### Written instruction
Transcribe the records in full, keeping every character as it is.

### Data for processing
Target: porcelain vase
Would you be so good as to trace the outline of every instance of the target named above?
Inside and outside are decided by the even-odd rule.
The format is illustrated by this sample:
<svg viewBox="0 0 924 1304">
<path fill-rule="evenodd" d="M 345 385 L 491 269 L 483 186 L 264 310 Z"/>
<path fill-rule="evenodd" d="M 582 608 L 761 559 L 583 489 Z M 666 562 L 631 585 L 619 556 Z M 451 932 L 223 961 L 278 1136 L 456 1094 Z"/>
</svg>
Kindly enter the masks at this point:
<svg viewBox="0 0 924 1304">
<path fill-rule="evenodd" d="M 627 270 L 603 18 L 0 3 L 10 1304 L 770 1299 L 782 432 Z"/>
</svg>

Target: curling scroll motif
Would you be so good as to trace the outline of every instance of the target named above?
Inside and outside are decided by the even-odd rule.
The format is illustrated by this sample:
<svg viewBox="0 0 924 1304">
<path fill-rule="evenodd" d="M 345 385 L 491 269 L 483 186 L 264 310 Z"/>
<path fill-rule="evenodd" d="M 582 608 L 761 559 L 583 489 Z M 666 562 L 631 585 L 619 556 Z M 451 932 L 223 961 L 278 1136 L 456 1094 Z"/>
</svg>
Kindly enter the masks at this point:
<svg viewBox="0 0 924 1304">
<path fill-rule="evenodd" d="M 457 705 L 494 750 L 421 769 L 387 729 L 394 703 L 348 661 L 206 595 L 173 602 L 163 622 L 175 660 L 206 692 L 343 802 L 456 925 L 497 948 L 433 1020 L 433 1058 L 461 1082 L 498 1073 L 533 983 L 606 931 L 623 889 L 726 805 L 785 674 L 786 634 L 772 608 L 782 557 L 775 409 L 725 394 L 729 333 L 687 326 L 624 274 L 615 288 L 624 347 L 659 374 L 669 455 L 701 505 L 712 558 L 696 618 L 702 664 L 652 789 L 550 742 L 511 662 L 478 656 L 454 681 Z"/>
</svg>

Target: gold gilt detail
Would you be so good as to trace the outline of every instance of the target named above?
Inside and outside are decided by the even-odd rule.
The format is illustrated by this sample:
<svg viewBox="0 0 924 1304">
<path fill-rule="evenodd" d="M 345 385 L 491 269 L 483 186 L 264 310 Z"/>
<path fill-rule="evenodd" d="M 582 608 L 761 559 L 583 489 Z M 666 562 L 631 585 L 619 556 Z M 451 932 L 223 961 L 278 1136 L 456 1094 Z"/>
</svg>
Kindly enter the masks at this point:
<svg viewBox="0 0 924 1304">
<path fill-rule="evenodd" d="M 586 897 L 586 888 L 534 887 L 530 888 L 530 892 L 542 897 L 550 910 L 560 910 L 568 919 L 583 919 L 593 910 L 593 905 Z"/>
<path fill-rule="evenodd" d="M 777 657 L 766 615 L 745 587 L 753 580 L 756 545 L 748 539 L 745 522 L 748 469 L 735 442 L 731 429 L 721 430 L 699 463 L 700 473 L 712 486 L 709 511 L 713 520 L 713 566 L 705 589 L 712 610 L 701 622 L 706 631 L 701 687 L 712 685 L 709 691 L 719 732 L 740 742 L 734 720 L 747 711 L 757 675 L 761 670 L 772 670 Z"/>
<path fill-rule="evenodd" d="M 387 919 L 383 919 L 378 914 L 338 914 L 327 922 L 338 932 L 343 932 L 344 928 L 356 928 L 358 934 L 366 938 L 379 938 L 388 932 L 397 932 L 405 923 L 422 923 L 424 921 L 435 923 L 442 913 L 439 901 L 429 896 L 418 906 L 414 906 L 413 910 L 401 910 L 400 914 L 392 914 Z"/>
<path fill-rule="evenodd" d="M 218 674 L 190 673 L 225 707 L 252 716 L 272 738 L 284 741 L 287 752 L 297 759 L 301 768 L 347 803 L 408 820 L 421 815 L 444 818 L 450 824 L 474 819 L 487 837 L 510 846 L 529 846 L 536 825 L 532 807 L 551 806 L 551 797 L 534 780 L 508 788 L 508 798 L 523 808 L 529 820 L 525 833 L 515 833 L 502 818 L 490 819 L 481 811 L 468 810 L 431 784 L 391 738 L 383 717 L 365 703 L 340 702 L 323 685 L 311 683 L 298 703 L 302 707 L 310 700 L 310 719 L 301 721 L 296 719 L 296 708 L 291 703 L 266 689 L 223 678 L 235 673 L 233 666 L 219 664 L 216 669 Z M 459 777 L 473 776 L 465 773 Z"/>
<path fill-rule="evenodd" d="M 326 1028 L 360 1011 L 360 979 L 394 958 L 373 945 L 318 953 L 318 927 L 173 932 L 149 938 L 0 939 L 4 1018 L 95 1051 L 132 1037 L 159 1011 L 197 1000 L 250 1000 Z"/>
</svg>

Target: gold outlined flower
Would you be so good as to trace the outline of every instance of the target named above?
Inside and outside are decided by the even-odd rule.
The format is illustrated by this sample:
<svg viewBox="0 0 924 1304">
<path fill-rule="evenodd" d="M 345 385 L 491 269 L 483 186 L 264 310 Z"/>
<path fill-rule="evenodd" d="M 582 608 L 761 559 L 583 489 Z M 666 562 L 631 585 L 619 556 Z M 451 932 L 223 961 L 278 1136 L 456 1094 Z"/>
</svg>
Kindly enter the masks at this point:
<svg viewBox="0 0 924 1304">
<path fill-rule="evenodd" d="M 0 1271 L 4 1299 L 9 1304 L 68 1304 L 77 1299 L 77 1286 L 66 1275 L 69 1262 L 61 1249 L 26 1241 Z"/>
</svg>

### Problem solution
Target: porcelain vase
Would you be so good as to trace the outline of every instance of the target named above?
Inside and outside are decided by the even-odd rule.
The format is illustrated by this sample:
<svg viewBox="0 0 924 1304">
<path fill-rule="evenodd" d="M 345 385 L 491 269 L 483 186 L 264 310 Z"/>
<path fill-rule="evenodd" d="M 582 608 L 761 559 L 583 489 Z M 666 562 L 631 585 L 619 556 Z M 451 932 L 223 961 L 278 1136 L 456 1094 Z"/>
</svg>
Kindly enter the masks at this point:
<svg viewBox="0 0 924 1304">
<path fill-rule="evenodd" d="M 627 270 L 603 18 L 0 3 L 10 1304 L 770 1299 L 782 432 Z"/>
</svg>

Target: curling scroll motif
Would you be so good as to trace the outline of every instance of the target named above?
Inside and outside are decided by the even-odd rule.
The format is illustrated by this sample:
<svg viewBox="0 0 924 1304">
<path fill-rule="evenodd" d="M 345 385 L 491 269 L 483 186 L 264 310 Z"/>
<path fill-rule="evenodd" d="M 582 608 L 761 559 L 583 489 Z M 666 562 L 631 585 L 619 556 Z M 451 932 L 223 961 L 278 1136 L 456 1094 Z"/>
</svg>
Kindly enter the masks at this point:
<svg viewBox="0 0 924 1304">
<path fill-rule="evenodd" d="M 457 705 L 494 750 L 421 769 L 387 729 L 394 703 L 348 661 L 206 595 L 173 602 L 163 622 L 175 660 L 206 692 L 343 802 L 456 925 L 497 948 L 433 1020 L 433 1058 L 461 1082 L 498 1073 L 533 983 L 606 931 L 623 889 L 726 805 L 785 674 L 786 634 L 772 608 L 782 557 L 775 409 L 725 394 L 729 333 L 687 326 L 624 274 L 615 288 L 624 347 L 659 374 L 669 455 L 701 505 L 712 558 L 696 618 L 702 664 L 652 789 L 550 742 L 511 662 L 478 656 L 454 681 Z"/>
</svg>

Target: gold gilt detail
Would you be so good as to trace the outline of every instance of the target named above?
Inside and outside are decided by the even-odd rule.
The format is illustrated by this sample:
<svg viewBox="0 0 924 1304">
<path fill-rule="evenodd" d="M 345 385 L 491 269 L 483 186 L 264 310 Z"/>
<path fill-rule="evenodd" d="M 582 608 L 761 559 L 583 489 Z M 666 562 L 631 585 L 619 556 Z M 451 932 L 223 961 L 278 1136 L 456 1094 Z"/>
</svg>
Kindly enter the masks at this point:
<svg viewBox="0 0 924 1304">
<path fill-rule="evenodd" d="M 586 897 L 586 888 L 534 887 L 530 888 L 530 892 L 542 897 L 550 910 L 560 910 L 568 919 L 583 919 L 593 910 L 593 905 Z"/>
<path fill-rule="evenodd" d="M 777 657 L 766 615 L 745 587 L 753 580 L 756 545 L 748 539 L 745 522 L 748 469 L 735 442 L 731 429 L 721 430 L 699 463 L 700 473 L 712 486 L 709 511 L 713 520 L 713 566 L 705 589 L 712 610 L 701 622 L 706 631 L 701 687 L 712 685 L 709 691 L 719 732 L 740 742 L 734 720 L 747 711 L 757 675 L 761 670 L 772 670 Z"/>
<path fill-rule="evenodd" d="M 387 919 L 383 919 L 378 914 L 338 914 L 327 922 L 338 932 L 343 932 L 344 928 L 356 928 L 358 934 L 366 938 L 379 938 L 388 932 L 397 932 L 405 923 L 422 923 L 424 921 L 435 923 L 442 913 L 439 901 L 429 896 L 418 906 L 414 906 L 413 910 L 401 910 L 400 914 L 392 914 Z"/>
<path fill-rule="evenodd" d="M 218 674 L 190 673 L 225 707 L 252 716 L 272 738 L 284 741 L 287 752 L 297 759 L 301 768 L 347 803 L 408 820 L 421 815 L 444 818 L 450 824 L 474 819 L 487 837 L 510 846 L 529 846 L 536 825 L 532 807 L 551 806 L 551 797 L 534 780 L 508 788 L 508 798 L 523 808 L 529 820 L 525 833 L 515 833 L 502 818 L 490 819 L 481 811 L 468 810 L 431 784 L 391 738 L 383 717 L 365 703 L 340 702 L 323 685 L 311 683 L 298 703 L 302 707 L 310 700 L 310 719 L 301 721 L 296 719 L 296 708 L 291 703 L 266 689 L 223 678 L 235 673 L 233 666 L 219 664 L 216 669 Z M 459 777 L 473 776 L 465 773 Z"/>
<path fill-rule="evenodd" d="M 326 1028 L 360 1011 L 360 979 L 394 958 L 373 945 L 318 953 L 318 927 L 173 932 L 149 938 L 0 939 L 4 1018 L 95 1051 L 132 1037 L 159 1011 L 197 1000 L 250 1000 Z"/>
</svg>

Target: gold outlined flower
Would you be so good as to trace the outline of every instance of the target named above?
Inside and outside are decided by the even-odd rule.
The format is illustrated by this sample:
<svg viewBox="0 0 924 1304">
<path fill-rule="evenodd" d="M 345 385 L 491 269 L 483 186 L 264 310 Z"/>
<path fill-rule="evenodd" d="M 582 608 L 761 559 L 583 489 Z M 666 562 L 631 585 L 619 556 Z M 451 932 L 223 961 L 278 1136 L 456 1094 Z"/>
</svg>
Kindly enter the masks at this point:
<svg viewBox="0 0 924 1304">
<path fill-rule="evenodd" d="M 0 1271 L 4 1299 L 9 1304 L 68 1304 L 77 1299 L 77 1286 L 66 1275 L 69 1262 L 61 1249 L 26 1241 Z"/>
</svg>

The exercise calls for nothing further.